** Begin Document excerpt **

The second single from the album was "Supongo Que Lo Sabes", released in May 2022, the single was accompanied by a video, released on the same day. The clip was recorded in The Filmore Miami Beach, Florida. The track peaked at number 19 in the Latin Pop Songs charts in the United States. In Mexico, the song peaked at No. 1 of the Monitor Latino charts in Mexico. "Supongo Que Lo Sabes" has become the group's first single to earn a certification in the United States.

On 29 August 2022, they released the third single from the album, "Mi Salida Contigo" with Kenia Os. The track peaked at number 19 in the Latin Pop Songs charts in the United States. In Mexico, the song peaked at No. 1 of the Monitor Latino charts in Mexico. The single was certified gold in Mexico.

=== Other songs ===
On April 21, the group released the promotional single from the album, titled "Mejor Que Te Acostumbres". The song was announced in a video posted to social media on April 17, 2022. On May 5, the group released "Serías Tú", song is about the strong connection between a mother and daughter. The music video features the band singing the song while scenes show Ha*Ash with a little girl played by Mathilda, the daughter of Hanna. In July the group released the song "Si Yo Fuera Tú" accompanied by a video, released on the same day. In November, Ha*Ash has officially released the musical video of "Tenían Razón".

** End Document excerpt **
** Begin Supplied information **

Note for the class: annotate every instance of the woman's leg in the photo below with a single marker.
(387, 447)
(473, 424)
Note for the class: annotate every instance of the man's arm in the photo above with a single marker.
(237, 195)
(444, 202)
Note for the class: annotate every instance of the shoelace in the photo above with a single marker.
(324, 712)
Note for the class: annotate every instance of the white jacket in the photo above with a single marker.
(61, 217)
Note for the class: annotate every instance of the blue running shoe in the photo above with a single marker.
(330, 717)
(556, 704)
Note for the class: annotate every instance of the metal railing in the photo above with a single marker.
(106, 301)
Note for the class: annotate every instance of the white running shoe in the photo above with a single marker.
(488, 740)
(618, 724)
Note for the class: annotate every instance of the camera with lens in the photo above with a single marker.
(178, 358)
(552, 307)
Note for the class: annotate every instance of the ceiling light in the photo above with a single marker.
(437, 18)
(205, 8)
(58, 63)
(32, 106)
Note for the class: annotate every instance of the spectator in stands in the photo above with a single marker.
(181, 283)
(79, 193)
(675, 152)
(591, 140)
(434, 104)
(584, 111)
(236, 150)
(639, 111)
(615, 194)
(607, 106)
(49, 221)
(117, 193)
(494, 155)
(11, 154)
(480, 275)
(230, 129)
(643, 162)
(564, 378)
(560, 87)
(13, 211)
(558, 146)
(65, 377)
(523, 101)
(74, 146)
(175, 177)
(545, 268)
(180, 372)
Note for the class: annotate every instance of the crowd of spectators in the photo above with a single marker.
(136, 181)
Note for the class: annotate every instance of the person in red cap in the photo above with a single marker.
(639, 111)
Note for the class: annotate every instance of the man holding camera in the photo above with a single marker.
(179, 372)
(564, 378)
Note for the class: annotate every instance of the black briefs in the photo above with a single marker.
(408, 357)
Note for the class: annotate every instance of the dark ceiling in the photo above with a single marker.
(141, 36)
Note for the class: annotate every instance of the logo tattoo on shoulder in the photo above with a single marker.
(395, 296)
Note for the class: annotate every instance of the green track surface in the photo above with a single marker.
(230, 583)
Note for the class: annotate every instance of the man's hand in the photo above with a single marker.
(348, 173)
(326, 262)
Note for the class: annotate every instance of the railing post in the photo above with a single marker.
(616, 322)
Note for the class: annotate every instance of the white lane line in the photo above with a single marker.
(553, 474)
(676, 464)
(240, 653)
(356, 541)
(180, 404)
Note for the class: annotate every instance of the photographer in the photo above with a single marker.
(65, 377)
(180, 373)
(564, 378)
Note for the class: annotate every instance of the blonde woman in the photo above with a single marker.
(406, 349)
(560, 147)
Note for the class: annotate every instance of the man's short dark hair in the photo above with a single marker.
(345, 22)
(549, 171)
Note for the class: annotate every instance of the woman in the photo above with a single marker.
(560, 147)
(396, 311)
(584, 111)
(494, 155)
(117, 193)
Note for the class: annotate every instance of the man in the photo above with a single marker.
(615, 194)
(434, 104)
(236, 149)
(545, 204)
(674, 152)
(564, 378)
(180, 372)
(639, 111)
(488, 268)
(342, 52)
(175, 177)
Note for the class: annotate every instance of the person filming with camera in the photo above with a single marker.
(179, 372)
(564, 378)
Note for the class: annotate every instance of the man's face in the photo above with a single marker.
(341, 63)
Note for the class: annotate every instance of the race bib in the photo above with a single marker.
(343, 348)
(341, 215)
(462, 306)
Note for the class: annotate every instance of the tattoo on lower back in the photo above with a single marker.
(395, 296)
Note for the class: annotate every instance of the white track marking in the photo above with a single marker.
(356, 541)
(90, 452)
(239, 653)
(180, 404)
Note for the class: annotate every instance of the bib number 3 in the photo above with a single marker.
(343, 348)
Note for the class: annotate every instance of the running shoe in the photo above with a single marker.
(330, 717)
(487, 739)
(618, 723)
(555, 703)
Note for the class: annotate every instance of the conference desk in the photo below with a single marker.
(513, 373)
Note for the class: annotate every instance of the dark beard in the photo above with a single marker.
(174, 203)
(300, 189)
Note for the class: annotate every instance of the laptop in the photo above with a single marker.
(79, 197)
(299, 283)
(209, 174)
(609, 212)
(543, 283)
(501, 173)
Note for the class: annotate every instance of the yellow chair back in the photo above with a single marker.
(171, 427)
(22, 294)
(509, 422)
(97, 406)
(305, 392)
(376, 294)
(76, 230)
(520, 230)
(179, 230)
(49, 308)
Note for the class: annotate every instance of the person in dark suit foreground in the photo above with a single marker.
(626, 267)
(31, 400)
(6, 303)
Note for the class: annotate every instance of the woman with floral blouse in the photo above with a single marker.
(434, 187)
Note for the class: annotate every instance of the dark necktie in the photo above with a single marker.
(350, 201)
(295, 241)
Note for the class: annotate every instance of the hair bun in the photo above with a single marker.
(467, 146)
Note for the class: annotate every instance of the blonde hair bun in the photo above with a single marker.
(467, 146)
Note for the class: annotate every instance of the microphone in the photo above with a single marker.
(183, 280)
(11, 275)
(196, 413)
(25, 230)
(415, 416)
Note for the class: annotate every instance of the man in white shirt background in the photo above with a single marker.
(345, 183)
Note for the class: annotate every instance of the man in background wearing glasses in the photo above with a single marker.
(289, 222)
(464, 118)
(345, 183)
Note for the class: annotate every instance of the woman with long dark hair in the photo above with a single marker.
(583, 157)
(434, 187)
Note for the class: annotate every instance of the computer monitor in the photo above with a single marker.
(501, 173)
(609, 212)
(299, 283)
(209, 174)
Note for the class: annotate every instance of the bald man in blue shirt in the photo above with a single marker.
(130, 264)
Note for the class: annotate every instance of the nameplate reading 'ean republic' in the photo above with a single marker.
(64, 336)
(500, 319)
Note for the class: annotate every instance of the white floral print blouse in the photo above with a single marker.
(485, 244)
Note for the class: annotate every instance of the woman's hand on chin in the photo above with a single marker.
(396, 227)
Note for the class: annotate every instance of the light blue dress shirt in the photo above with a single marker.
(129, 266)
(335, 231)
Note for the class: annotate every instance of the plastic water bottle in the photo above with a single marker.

** End Supplied information **

### What to work on
#1 For the Ha*Ash singles excerpt, state whether each statement agrees with it, answering yes or no and quoting the words that decide it: (a) The video for "Supongo Que Lo Sabes" was recorded in Miami Beach. (b) "Mi Salida Contigo" was certified platinum in Mexico. (c) The girl in the "Serías Tú" video is played by Hanna's daughter.
#2 Carry on the Ha*Ash singles excerpt from its final sentence.

### Responses
#1
(a) Yes: "The clip was recorded in The Filmore Miami Beach, Florida."
(b) No: "The single was certified gold in Mexico."
(c) Yes: "a little girl played by Mathilda, the daughter of Hanna."

#2
=== Tour ===

To promote the album, the group embarked on a world tour called "Gira mi salida contigo" from mid-2022 to 2023.

== Track listing ==

Notes
- signifies a co-producer

Standard edition
| No. | Title | Writer(s) | Producer(s) | Length |
|---|---|---|---|---|
| 1. | "Lo Que un Hombre Debería Saber" | Ashley Grace; Hanna Nicole; Alejandra Zéguer; Pablo Preciado; | Hanna Nicole^{[a]}; George Noriega; | 3:14 |
| 2. | "Si Yo Fuera Tú" | Ashley; Hanna; Zéguer; Preciado; | Hanna^{[a]}; Sebastián Krys; | 3:27 |
| 3. | "Supongo Que Lo Sabes" | Ashley; Hanna; José Luis Ortega; | Hanna^{[a]}; Noriega; | 3:56 |
| 4. | "Mi Salida Contigo" (with Kenia Os) | Ashley; Hanna; Kenia Flores; Edgar Barrera; Alan Saucedo; Sofia Thompson; | Hanna^{[a]}; Noriega; | 2:55 |
| 5. | "Tenían Razón" | Ashley; Hanna; Zéguer; Preciado; | Hanna^{[a]}; Krys; | 3:13 |
| 6. | "Mejor Que te Acostumbres" | Ashley; Hanna; German Duque; Felipe González Abad; | Hanna^{[a]}; Noriega; | 3:13 |
| 7. | "Te Lo Dije" | Ashley; Hanna; Preciado; | Hanna^{[a]}; Julio Reyes; | 3:12 |
| 8. | "Yo Nunca Nunca" | Ashley; Hanna; Raquel Sofía; Stefano Vieni; | Hanna^{[a]}; Noriega; | 2:53 |
| 9. | "Demasiado Para Ti" | Ashley; Hanna; Preciado; | Hanna^{[a]}; Noriega; | 3:08 |
| 10. | "Mi Día Favorito" | Ashley; Hanna; Patricia Cantú; Vieni; | Hanna^{[a]}; Noriega; | 3:32 |
| 11. | "Serías Tú" | Ashley; Hanna; Zéguer; Preciado; | Hanna^{[a]}; eyes; | 3:26 |
| Total length: |  |  |  | 32:25 |

==Credits and personnel==
Credits adapted from the album's liner notes.

===Musicians===

- Ashley Grace: vocals (all tracks)
- Hanna Nicole: vocals (all tracks)
- Kenia Os: vocals (4)
- Jean Rodríguez: background vocals (1, 3, 6)
- Pete Wallace: keyboards (1, 3–4, 6, 8–10)
- Doug Emery: keyboards (2)
- Camilo Velandia: guitar (1, 3–5, 6, 8–10), banjo (4, 8–10)
- David Levita: guitar (2)
- Pablo De La Loza: bass (1)
- Davey Farragher: bass (2)
- George Noriega: bass (3–4)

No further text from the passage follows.